→ **Aim of the task**
Find "Record the location of each instance of the recessed" in the data below; transcribe the line it appears on and each line after it, exactly, to the end, and nothing else.

→ **Raw records**
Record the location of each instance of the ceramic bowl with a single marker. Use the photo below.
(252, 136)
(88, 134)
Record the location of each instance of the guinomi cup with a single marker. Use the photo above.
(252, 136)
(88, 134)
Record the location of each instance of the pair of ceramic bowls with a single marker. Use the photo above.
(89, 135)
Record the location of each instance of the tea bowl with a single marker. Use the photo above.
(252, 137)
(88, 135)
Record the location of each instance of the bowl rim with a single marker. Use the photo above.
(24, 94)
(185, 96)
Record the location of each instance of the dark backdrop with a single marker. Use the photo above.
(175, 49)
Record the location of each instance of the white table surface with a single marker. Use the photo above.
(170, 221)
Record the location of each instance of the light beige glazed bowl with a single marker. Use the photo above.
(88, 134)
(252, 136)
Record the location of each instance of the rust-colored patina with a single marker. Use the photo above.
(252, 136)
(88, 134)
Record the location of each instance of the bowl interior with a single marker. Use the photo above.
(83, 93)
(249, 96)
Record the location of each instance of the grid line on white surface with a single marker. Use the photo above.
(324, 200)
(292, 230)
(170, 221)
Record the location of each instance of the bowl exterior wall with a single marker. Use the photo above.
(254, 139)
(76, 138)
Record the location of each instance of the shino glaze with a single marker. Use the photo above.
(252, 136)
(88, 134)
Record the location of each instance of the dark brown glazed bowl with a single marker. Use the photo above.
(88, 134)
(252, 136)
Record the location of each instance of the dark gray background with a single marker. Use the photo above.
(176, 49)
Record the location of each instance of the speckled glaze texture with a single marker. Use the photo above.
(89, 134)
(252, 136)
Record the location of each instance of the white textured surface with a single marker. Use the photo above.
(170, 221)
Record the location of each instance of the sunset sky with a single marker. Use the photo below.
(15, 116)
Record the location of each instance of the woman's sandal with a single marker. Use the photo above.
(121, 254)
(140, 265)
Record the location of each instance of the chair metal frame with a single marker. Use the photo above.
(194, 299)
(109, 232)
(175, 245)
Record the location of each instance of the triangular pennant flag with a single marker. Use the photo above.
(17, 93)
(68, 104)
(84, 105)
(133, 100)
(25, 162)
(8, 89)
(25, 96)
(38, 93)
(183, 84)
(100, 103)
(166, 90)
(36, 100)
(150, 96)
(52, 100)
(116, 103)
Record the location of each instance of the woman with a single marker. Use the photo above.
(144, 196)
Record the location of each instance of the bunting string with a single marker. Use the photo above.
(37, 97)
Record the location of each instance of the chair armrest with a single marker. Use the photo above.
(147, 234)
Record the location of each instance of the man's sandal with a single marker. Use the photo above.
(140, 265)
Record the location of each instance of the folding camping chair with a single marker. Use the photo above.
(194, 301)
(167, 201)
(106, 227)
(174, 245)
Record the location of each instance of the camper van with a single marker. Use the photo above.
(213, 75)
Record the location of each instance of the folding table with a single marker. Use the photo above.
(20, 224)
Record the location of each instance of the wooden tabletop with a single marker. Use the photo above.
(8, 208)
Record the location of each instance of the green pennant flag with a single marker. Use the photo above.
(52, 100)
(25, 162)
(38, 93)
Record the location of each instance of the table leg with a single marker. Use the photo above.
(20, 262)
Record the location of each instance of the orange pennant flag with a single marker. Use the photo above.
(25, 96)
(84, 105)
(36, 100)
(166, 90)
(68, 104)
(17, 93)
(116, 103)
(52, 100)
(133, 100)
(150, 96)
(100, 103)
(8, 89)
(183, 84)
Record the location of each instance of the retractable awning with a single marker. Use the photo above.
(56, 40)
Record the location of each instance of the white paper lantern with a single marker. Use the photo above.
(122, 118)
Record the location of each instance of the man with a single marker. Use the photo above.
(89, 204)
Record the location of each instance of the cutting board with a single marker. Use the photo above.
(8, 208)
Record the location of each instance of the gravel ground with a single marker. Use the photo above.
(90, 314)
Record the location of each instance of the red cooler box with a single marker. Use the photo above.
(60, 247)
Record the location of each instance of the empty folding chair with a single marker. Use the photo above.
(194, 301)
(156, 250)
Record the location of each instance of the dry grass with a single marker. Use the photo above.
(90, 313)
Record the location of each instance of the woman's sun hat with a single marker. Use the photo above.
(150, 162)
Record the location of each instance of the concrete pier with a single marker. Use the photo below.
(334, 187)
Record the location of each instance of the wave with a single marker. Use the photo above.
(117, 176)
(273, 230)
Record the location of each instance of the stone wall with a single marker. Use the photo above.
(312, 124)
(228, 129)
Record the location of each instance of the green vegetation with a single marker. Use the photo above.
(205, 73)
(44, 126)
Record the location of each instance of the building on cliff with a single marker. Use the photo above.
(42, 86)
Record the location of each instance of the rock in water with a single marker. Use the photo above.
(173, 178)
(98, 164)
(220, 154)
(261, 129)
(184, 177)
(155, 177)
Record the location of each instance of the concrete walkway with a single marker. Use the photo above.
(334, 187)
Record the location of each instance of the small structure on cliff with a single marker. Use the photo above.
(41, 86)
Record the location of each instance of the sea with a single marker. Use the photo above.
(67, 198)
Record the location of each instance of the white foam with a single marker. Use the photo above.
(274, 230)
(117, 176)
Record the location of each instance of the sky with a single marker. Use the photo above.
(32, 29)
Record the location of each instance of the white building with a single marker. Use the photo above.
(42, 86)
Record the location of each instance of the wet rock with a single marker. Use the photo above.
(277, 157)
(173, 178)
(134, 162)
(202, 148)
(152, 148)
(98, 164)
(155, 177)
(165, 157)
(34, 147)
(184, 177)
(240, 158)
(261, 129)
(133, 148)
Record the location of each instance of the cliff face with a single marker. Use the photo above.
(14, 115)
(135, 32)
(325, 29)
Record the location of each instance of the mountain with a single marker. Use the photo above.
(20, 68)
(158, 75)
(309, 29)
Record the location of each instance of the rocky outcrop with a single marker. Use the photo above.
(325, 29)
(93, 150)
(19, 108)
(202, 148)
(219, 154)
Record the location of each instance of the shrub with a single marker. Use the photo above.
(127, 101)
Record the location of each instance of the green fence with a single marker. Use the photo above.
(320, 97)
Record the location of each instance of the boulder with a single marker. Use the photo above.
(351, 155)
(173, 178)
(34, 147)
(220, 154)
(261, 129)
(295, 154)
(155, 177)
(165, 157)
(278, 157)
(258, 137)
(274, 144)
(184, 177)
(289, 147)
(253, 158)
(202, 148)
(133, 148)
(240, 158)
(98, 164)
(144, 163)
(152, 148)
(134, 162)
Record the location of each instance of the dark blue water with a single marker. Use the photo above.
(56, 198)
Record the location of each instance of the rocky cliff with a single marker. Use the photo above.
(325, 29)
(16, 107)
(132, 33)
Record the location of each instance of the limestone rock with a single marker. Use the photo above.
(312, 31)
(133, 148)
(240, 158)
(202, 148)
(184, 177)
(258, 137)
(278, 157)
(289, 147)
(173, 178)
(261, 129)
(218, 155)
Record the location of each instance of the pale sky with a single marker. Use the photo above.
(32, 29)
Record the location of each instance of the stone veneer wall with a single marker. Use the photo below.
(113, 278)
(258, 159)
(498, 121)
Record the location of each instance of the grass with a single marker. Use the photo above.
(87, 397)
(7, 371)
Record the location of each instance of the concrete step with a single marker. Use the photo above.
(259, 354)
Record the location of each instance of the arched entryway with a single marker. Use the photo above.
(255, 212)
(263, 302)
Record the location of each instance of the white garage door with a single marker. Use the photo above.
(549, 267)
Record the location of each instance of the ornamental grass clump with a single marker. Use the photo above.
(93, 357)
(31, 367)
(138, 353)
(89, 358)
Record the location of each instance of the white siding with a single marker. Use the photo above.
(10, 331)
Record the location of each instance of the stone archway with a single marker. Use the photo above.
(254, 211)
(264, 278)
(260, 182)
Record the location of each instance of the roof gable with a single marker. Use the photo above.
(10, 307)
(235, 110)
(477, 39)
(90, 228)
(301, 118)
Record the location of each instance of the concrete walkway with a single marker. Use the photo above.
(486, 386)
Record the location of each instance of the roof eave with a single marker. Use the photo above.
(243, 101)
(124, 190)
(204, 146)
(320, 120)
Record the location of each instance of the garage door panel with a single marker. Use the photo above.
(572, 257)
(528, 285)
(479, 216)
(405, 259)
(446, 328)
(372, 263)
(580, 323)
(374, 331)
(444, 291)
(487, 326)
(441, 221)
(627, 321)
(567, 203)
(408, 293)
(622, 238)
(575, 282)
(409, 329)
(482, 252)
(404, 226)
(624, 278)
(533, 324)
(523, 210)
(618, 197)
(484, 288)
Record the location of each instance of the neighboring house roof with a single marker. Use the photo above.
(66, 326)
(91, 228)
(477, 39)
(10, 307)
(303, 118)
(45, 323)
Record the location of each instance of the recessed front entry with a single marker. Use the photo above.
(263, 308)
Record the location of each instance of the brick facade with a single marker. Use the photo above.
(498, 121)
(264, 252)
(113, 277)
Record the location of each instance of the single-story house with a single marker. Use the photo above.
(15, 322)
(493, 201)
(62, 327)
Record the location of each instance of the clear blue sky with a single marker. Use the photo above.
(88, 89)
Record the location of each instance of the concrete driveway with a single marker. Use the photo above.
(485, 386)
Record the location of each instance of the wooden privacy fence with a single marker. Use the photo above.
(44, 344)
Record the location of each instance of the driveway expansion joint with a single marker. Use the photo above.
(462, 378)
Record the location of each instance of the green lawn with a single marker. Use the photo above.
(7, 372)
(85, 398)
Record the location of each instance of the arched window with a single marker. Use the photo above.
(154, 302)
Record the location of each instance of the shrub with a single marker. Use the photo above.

→ **The output**
Record the location of each instance of the recessed front entry with a single marker. Use the photo above.
(263, 308)
Record the location of each instance of the brick facade with a single marker. Use the photo above.
(498, 121)
(264, 252)
(113, 277)
Record the location of each instance of the single-story house with a single marker. Use the photo above.
(15, 322)
(493, 201)
(62, 327)
Record the location of each instance of the clear blue sky with a single marker. Use the photo above.
(88, 89)
Record the location of each instance of the concrete driveway with a single marker. Use the photo above.
(485, 386)
Record the location of each instance of the wooden privacy fence with a single marker. Use the photo above.
(44, 344)
Record the location of each instance of the driveway expansion joint with a single marker. Use the photo above.
(462, 378)
Record the location of each instance of the green lawn with a single marker. Use the photo above.
(7, 372)
(85, 398)
Record the location of each instance of the arched window with a single marker. Use the photo above.
(154, 302)
Record the location of each instance of the shrub with a single marker. Use the photo above.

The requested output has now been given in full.